■ Exercise ■
Repeat every entry word for word; omit all pictures.

Stored data:
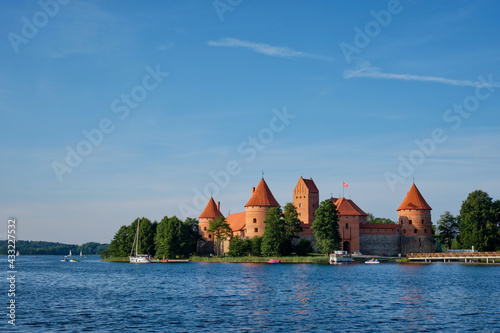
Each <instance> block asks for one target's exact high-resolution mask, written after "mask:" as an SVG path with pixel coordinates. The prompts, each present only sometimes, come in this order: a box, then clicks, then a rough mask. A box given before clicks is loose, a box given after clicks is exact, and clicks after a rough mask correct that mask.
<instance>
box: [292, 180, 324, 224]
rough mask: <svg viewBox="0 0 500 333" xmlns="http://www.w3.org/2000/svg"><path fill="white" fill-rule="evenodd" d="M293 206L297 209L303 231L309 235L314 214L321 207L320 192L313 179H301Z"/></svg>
mask: <svg viewBox="0 0 500 333" xmlns="http://www.w3.org/2000/svg"><path fill="white" fill-rule="evenodd" d="M293 205H294V206H295V208H297V213H298V214H299V219H300V221H302V229H304V233H305V234H307V231H306V229H307V230H309V232H310V227H311V225H312V223H313V221H314V212H316V209H318V206H319V191H318V188H317V187H316V184H314V181H313V180H312V178H309V179H304V178H302V177H300V179H299V181H298V182H297V185H295V188H294V189H293ZM311 234H312V233H311Z"/></svg>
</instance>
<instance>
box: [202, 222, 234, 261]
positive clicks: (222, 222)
mask: <svg viewBox="0 0 500 333" xmlns="http://www.w3.org/2000/svg"><path fill="white" fill-rule="evenodd" d="M207 231H208V232H212V233H213V234H214V240H215V250H216V254H217V256H219V255H220V253H221V252H223V251H224V241H225V240H227V239H228V238H229V237H231V227H230V226H229V223H227V221H226V219H225V218H224V217H222V216H219V217H217V219H215V220H213V221H210V224H209V228H208V230H207Z"/></svg>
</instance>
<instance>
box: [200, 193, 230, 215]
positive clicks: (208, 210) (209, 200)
mask: <svg viewBox="0 0 500 333" xmlns="http://www.w3.org/2000/svg"><path fill="white" fill-rule="evenodd" d="M219 216H222V217H224V215H222V213H221V212H220V210H219V209H218V208H217V205H216V204H215V201H214V198H210V200H209V201H208V203H207V206H206V207H205V210H203V213H201V215H200V216H199V218H209V219H210V218H217V217H219Z"/></svg>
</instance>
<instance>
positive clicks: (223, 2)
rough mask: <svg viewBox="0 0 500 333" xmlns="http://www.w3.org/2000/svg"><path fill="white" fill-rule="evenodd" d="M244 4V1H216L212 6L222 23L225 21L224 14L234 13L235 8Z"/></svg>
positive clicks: (231, 0)
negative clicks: (216, 13) (224, 19)
mask: <svg viewBox="0 0 500 333" xmlns="http://www.w3.org/2000/svg"><path fill="white" fill-rule="evenodd" d="M242 2H243V0H215V1H214V2H212V5H213V6H214V9H215V12H216V13H217V15H218V16H219V19H220V20H221V22H222V21H224V13H226V12H232V11H233V10H234V8H236V7H238V6H239V5H241V3H242Z"/></svg>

■ Response ■
Each <instance> block asks for one target's exact high-resolution mask, written after "mask:" as an SVG path with pixel coordinates. The prompts, each present only sometimes, come in this order: a box, then clicks, then a rough mask. A box given before clicks is loose, a box given after clicks is exact, and clicks after a rough mask correct that mask.
<instance>
box: [292, 180, 324, 224]
rough mask: <svg viewBox="0 0 500 333" xmlns="http://www.w3.org/2000/svg"><path fill="white" fill-rule="evenodd" d="M293 206L297 209L303 231L309 235L314 214L321 207L320 192L313 179H301Z"/></svg>
mask: <svg viewBox="0 0 500 333" xmlns="http://www.w3.org/2000/svg"><path fill="white" fill-rule="evenodd" d="M293 205H294V206H295V208H297V213H298V214H299V219H300V221H302V229H304V233H305V234H307V231H306V229H307V230H309V232H310V227H311V225H312V223H313V221H314V212H316V209H318V206H319V191H318V188H317V187H316V184H314V181H313V180H312V178H309V179H304V178H302V177H300V179H299V181H298V182H297V185H295V188H294V189H293ZM311 234H312V233H311Z"/></svg>
</instance>
<instance>
box: [202, 222, 234, 261]
positive clicks: (222, 222)
mask: <svg viewBox="0 0 500 333" xmlns="http://www.w3.org/2000/svg"><path fill="white" fill-rule="evenodd" d="M207 231H208V232H212V233H213V234H214V240H215V250H216V254H217V256H219V255H220V253H221V252H223V251H224V241H225V240H227V239H228V238H229V237H231V227H230V226H229V223H227V221H226V219H225V218H224V217H222V216H219V217H217V219H215V220H213V221H210V224H209V228H208V230H207Z"/></svg>
</instance>
<instance>
box: [200, 193, 230, 215]
positive clicks: (208, 210) (209, 200)
mask: <svg viewBox="0 0 500 333" xmlns="http://www.w3.org/2000/svg"><path fill="white" fill-rule="evenodd" d="M219 216H222V217H224V215H222V213H221V212H220V210H219V209H218V208H217V205H216V204H215V201H214V198H210V200H209V201H208V203H207V206H206V207H205V210H203V213H201V215H200V216H199V218H209V219H210V218H217V217H219Z"/></svg>
</instance>
<instance>
positive clicks: (223, 2)
rough mask: <svg viewBox="0 0 500 333" xmlns="http://www.w3.org/2000/svg"><path fill="white" fill-rule="evenodd" d="M244 4V1H216L212 6L222 23L225 21L224 14L234 13L235 8Z"/></svg>
positive clicks: (231, 0)
negative clicks: (216, 13) (224, 19)
mask: <svg viewBox="0 0 500 333" xmlns="http://www.w3.org/2000/svg"><path fill="white" fill-rule="evenodd" d="M242 2H243V0H215V1H214V2H212V5H213V6H214V9H215V12H216V13H217V15H218V16H219V19H220V20H221V22H222V21H224V13H226V12H232V11H233V10H234V8H236V7H238V6H239V5H241V3H242Z"/></svg>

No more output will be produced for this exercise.